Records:

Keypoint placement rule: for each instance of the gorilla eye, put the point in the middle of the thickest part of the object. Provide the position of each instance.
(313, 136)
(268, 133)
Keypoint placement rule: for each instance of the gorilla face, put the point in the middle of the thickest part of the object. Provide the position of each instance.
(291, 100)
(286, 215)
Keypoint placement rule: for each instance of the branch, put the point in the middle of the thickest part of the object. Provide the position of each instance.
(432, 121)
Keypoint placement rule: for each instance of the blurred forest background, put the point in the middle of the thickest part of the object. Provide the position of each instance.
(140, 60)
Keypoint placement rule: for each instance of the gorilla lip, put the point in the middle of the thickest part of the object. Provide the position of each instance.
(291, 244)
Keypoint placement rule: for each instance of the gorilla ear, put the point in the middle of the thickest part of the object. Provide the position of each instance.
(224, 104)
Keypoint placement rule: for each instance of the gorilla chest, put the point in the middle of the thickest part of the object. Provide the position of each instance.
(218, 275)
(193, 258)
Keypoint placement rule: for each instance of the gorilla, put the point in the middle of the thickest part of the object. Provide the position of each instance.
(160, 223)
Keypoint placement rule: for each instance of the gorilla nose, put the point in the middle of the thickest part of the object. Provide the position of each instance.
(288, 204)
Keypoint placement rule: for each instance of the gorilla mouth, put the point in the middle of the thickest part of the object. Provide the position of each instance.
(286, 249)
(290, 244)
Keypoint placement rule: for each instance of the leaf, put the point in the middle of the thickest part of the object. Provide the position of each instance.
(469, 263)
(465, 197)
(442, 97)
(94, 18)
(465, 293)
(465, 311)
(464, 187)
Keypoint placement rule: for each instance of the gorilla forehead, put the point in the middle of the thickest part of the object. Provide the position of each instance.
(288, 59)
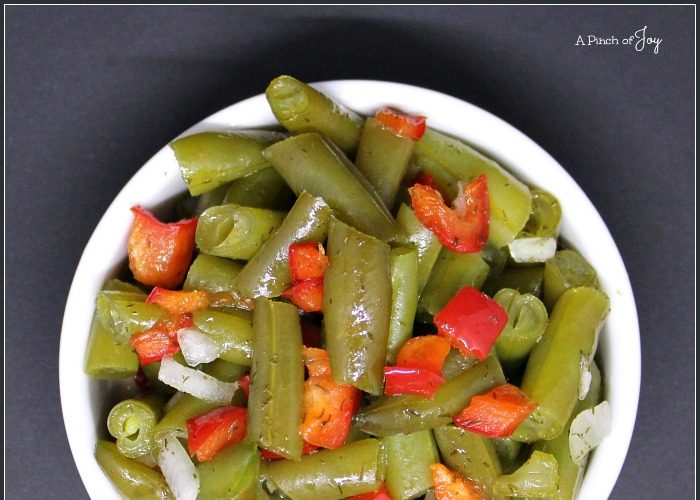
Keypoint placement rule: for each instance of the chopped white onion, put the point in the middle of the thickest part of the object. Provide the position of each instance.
(178, 469)
(532, 249)
(586, 376)
(196, 383)
(197, 347)
(587, 431)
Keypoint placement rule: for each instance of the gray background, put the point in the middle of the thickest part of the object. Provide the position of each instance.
(93, 92)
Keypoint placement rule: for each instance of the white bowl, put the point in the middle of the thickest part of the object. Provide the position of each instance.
(84, 400)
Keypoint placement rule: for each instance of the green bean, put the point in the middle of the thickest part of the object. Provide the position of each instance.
(301, 108)
(211, 273)
(527, 320)
(509, 198)
(408, 460)
(232, 332)
(133, 479)
(571, 473)
(174, 421)
(536, 478)
(126, 313)
(267, 273)
(423, 239)
(553, 372)
(524, 279)
(404, 299)
(210, 159)
(132, 423)
(231, 474)
(470, 454)
(352, 469)
(234, 231)
(276, 379)
(357, 307)
(452, 272)
(405, 414)
(567, 269)
(383, 157)
(309, 162)
(262, 189)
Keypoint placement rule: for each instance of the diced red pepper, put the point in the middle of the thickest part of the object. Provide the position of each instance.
(462, 229)
(160, 253)
(307, 261)
(328, 406)
(380, 494)
(210, 432)
(428, 352)
(472, 321)
(402, 124)
(176, 301)
(417, 381)
(160, 341)
(450, 485)
(497, 413)
(307, 295)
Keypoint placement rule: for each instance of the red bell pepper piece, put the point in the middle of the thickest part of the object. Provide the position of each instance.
(401, 124)
(380, 494)
(176, 301)
(497, 413)
(160, 341)
(307, 261)
(472, 321)
(160, 253)
(450, 485)
(462, 229)
(210, 432)
(307, 295)
(427, 352)
(328, 406)
(418, 381)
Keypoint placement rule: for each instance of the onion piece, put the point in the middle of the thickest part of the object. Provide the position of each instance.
(533, 249)
(196, 383)
(587, 430)
(197, 347)
(178, 469)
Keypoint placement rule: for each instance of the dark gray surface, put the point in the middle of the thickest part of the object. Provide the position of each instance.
(93, 92)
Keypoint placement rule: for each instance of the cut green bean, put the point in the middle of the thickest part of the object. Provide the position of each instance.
(383, 157)
(232, 474)
(554, 369)
(452, 272)
(132, 423)
(133, 479)
(527, 320)
(262, 189)
(234, 231)
(509, 198)
(276, 379)
(210, 159)
(423, 239)
(211, 273)
(352, 469)
(267, 273)
(404, 299)
(309, 162)
(408, 460)
(405, 414)
(357, 307)
(567, 269)
(301, 108)
(470, 454)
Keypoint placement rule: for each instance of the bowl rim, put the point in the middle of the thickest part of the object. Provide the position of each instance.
(448, 114)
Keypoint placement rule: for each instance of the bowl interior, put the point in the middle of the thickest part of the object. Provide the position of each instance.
(84, 401)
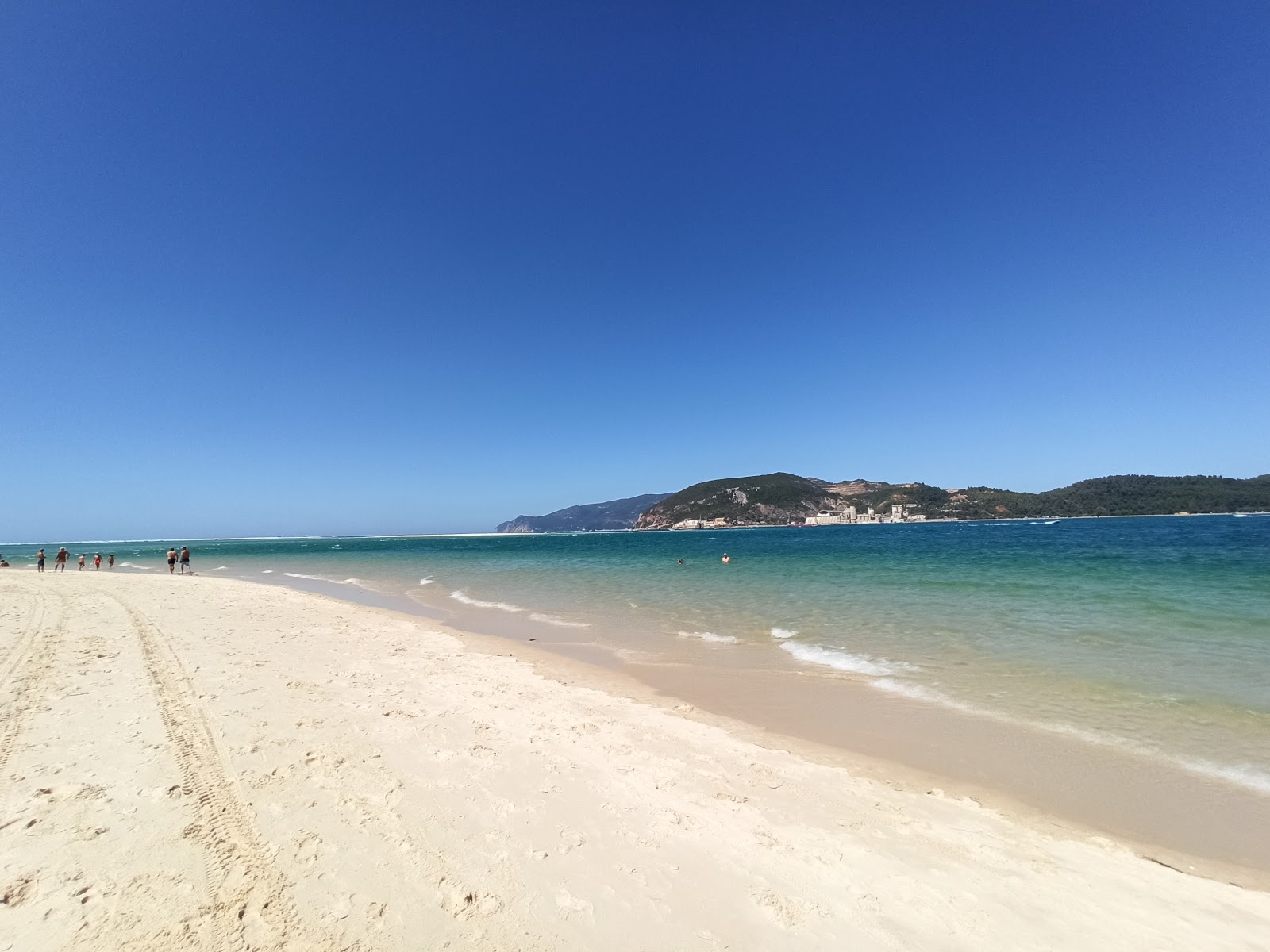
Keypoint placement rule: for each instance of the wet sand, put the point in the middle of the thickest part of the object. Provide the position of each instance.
(1194, 823)
(207, 763)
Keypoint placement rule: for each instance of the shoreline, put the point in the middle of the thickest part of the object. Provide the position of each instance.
(1194, 823)
(219, 763)
(165, 539)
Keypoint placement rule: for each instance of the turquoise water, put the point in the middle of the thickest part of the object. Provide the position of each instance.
(1145, 634)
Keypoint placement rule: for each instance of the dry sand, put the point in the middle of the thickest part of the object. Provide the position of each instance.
(206, 763)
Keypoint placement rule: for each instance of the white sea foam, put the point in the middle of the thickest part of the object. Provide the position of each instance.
(918, 693)
(313, 578)
(844, 660)
(478, 603)
(558, 622)
(1249, 776)
(709, 636)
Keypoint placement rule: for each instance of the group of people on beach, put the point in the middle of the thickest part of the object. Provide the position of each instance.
(63, 556)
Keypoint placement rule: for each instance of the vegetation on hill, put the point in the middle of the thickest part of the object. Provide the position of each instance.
(781, 498)
(614, 514)
(772, 499)
(1119, 495)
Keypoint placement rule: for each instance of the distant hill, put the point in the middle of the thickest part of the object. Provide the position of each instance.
(614, 514)
(781, 498)
(1119, 495)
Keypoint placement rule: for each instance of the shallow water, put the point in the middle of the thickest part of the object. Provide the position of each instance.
(1147, 635)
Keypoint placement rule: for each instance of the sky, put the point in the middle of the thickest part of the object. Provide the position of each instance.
(364, 268)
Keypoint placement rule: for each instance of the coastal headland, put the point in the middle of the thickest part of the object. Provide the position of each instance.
(213, 763)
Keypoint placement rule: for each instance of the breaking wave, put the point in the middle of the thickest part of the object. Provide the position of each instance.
(476, 603)
(558, 622)
(844, 660)
(709, 636)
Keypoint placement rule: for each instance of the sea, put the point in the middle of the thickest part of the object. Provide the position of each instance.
(1142, 635)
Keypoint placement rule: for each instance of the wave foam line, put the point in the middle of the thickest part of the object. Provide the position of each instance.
(317, 578)
(476, 603)
(709, 636)
(1248, 776)
(845, 660)
(558, 622)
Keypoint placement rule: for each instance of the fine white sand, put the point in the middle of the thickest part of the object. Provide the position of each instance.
(213, 765)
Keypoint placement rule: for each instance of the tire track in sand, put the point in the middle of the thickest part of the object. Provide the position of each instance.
(251, 898)
(23, 673)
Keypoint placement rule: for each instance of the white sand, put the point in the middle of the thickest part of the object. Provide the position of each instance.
(205, 763)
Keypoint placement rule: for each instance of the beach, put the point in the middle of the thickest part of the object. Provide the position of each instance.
(213, 763)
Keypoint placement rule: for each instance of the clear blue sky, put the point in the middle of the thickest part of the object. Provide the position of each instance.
(340, 268)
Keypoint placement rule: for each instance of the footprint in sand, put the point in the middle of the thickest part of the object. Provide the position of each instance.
(571, 907)
(571, 839)
(785, 911)
(766, 776)
(465, 903)
(308, 848)
(19, 892)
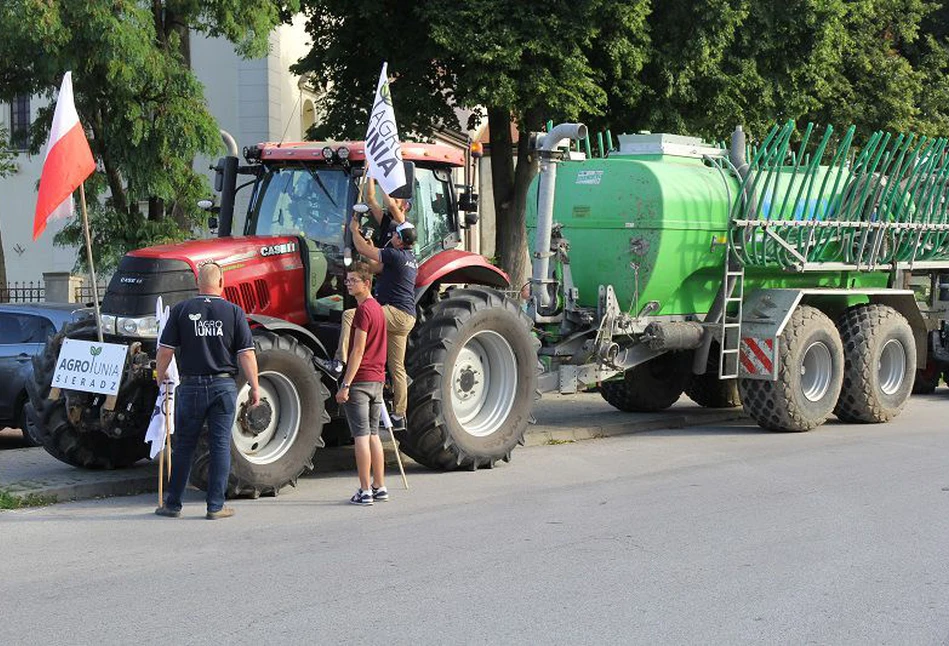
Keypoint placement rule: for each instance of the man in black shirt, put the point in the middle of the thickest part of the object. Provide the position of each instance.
(214, 338)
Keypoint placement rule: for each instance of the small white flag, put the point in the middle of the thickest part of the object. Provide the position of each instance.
(383, 150)
(156, 426)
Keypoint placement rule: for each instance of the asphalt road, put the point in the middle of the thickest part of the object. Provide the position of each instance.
(720, 535)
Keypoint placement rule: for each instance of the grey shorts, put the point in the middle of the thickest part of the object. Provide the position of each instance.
(364, 408)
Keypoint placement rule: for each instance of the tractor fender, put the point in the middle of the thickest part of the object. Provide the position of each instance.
(273, 324)
(457, 266)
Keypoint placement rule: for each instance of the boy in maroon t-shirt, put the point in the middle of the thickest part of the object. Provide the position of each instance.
(360, 391)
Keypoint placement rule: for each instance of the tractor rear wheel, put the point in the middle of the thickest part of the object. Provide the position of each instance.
(880, 361)
(809, 377)
(76, 443)
(274, 446)
(473, 366)
(651, 386)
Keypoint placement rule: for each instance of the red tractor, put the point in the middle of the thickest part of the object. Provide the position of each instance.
(471, 360)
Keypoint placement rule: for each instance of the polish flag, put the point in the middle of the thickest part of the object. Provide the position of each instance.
(67, 164)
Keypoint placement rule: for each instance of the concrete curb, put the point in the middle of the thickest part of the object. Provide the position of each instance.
(41, 475)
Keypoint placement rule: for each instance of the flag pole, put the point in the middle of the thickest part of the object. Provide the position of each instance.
(92, 267)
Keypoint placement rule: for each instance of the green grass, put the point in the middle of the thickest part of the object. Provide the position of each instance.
(10, 500)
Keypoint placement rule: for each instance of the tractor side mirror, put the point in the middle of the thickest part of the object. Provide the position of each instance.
(468, 201)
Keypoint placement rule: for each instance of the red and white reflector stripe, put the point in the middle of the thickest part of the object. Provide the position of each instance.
(757, 355)
(67, 164)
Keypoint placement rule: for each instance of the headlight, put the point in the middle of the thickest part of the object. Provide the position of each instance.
(144, 326)
(107, 323)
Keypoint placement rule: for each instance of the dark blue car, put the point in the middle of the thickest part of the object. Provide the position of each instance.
(24, 329)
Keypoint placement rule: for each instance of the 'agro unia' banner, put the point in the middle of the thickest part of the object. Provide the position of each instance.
(383, 150)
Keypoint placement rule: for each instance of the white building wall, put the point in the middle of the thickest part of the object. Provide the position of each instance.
(256, 100)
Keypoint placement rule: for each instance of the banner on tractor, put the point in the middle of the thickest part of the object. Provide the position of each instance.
(383, 149)
(90, 367)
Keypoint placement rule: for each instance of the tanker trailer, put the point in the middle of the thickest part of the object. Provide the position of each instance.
(780, 278)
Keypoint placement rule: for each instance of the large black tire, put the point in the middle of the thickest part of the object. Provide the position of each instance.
(810, 374)
(879, 364)
(78, 444)
(473, 365)
(708, 390)
(283, 449)
(651, 386)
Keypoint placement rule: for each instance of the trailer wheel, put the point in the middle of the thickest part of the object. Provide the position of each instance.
(879, 362)
(654, 385)
(809, 376)
(473, 366)
(274, 447)
(708, 390)
(75, 444)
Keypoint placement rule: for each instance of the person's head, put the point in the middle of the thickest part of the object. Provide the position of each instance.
(358, 279)
(210, 278)
(404, 235)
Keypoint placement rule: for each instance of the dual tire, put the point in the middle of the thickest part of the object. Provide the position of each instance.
(860, 370)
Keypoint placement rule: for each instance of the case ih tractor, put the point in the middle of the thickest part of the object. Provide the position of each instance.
(471, 359)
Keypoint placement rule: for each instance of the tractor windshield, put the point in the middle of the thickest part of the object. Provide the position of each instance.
(311, 201)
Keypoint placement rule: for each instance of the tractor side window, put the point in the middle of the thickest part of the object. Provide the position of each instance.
(307, 201)
(432, 211)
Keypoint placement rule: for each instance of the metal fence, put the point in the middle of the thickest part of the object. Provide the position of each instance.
(23, 292)
(83, 293)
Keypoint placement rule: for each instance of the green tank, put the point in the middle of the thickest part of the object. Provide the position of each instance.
(654, 220)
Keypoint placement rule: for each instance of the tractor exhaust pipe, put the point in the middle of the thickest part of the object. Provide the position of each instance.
(540, 279)
(225, 181)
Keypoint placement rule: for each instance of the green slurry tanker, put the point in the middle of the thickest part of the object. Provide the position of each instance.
(803, 278)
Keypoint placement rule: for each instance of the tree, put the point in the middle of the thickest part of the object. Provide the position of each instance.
(7, 167)
(143, 108)
(519, 65)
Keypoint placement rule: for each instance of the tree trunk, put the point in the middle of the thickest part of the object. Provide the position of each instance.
(510, 184)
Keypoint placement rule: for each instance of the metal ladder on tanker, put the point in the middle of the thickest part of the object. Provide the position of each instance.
(733, 293)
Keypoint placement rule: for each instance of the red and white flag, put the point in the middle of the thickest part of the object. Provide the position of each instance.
(67, 164)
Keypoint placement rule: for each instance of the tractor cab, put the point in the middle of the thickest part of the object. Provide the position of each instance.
(308, 190)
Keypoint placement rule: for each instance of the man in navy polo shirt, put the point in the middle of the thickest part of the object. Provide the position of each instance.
(213, 337)
(395, 291)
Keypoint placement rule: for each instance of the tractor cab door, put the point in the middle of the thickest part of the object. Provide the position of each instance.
(434, 211)
(312, 202)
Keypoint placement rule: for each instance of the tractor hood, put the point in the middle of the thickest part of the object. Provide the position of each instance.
(257, 271)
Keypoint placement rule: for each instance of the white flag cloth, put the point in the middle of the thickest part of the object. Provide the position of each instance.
(156, 426)
(383, 150)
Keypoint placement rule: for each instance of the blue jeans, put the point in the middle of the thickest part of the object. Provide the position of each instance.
(199, 400)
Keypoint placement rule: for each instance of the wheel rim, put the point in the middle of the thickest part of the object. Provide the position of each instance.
(892, 368)
(272, 442)
(483, 383)
(816, 371)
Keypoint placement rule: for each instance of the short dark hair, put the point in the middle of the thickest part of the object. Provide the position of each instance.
(361, 270)
(408, 236)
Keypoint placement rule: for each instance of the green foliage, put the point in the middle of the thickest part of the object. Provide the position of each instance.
(7, 156)
(143, 109)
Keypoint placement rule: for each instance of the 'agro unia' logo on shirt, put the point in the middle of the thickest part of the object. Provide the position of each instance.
(206, 328)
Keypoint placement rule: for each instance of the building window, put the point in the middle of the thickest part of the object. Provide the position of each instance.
(20, 122)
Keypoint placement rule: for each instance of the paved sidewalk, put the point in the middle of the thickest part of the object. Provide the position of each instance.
(559, 420)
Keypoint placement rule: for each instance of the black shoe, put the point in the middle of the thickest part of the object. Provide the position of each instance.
(332, 367)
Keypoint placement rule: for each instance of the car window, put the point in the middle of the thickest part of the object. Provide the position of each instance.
(24, 328)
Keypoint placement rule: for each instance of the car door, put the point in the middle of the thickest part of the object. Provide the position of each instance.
(21, 337)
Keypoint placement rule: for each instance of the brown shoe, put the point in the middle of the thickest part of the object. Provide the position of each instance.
(223, 512)
(167, 513)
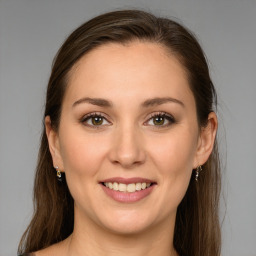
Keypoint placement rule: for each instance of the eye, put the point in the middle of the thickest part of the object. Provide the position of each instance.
(95, 119)
(160, 119)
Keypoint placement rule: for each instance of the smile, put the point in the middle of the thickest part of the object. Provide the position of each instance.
(130, 188)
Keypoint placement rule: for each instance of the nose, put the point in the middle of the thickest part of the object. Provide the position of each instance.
(127, 148)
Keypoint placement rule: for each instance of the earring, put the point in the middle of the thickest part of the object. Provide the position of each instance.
(198, 170)
(58, 174)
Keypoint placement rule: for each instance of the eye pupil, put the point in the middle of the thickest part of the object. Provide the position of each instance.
(158, 120)
(97, 120)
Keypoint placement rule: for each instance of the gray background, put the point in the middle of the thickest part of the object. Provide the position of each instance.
(31, 31)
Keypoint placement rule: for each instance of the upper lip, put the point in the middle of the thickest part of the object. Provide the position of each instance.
(128, 180)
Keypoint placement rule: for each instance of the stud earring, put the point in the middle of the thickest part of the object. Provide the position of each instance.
(198, 170)
(58, 174)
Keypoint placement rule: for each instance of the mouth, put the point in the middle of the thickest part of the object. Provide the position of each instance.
(127, 190)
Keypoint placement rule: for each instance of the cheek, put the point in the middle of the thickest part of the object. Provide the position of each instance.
(173, 158)
(82, 155)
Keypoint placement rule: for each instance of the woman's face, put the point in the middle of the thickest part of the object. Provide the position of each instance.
(128, 122)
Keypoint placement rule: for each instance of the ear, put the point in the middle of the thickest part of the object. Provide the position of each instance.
(206, 140)
(54, 145)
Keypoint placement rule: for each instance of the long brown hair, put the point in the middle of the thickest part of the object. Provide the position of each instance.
(197, 229)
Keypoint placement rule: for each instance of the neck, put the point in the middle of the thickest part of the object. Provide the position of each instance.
(90, 239)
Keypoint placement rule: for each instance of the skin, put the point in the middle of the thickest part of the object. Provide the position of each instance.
(129, 143)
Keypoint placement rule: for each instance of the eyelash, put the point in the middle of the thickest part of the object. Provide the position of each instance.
(164, 115)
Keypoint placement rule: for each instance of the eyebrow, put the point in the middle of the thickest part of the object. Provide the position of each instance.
(148, 103)
(94, 101)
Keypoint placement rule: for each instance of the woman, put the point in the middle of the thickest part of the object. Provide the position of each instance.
(128, 163)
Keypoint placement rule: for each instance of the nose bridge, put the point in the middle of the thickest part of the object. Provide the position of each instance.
(127, 149)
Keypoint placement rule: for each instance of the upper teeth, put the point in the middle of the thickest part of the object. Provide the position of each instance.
(127, 187)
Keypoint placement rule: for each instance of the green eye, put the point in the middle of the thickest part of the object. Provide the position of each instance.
(94, 120)
(158, 120)
(97, 120)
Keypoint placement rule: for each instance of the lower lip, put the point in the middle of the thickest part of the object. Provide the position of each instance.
(128, 197)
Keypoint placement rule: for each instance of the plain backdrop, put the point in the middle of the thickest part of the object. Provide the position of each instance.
(31, 31)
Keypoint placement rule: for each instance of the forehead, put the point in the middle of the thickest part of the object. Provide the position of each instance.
(138, 68)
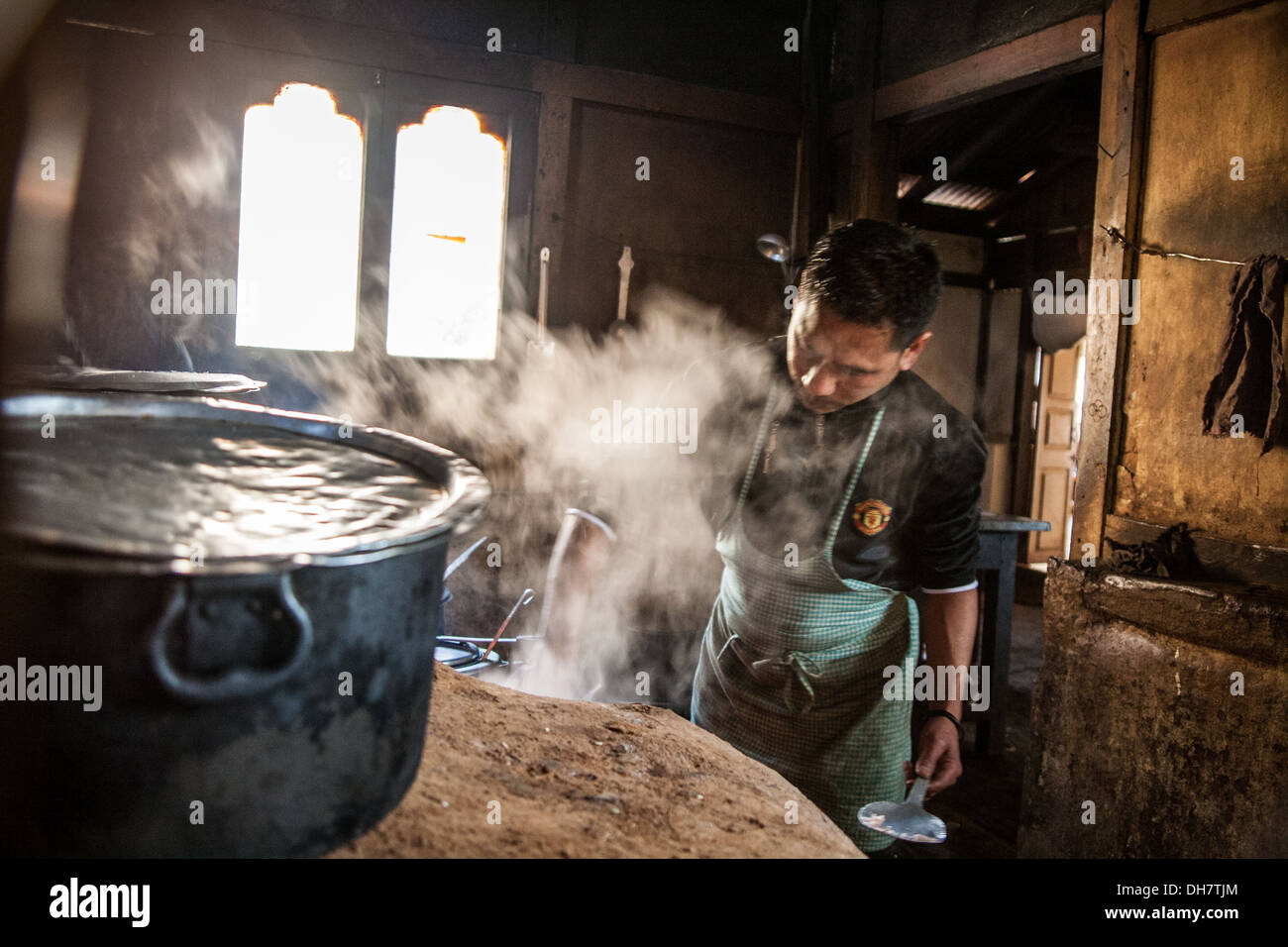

* [SHORT PROBLEM]
Find every line in the data above that contains the word "hair", and copy each of those lines. Case counts.

* [REPLY]
Keypoint placement rule: for each instance of the short dark hair, put the point in the middle of the thickest part of the object. Provide the position of each instance.
Keypoint placement rule: for each instance of the long brown hair, put the point in the middle of the thickest part of the object. Provide the position of each instance.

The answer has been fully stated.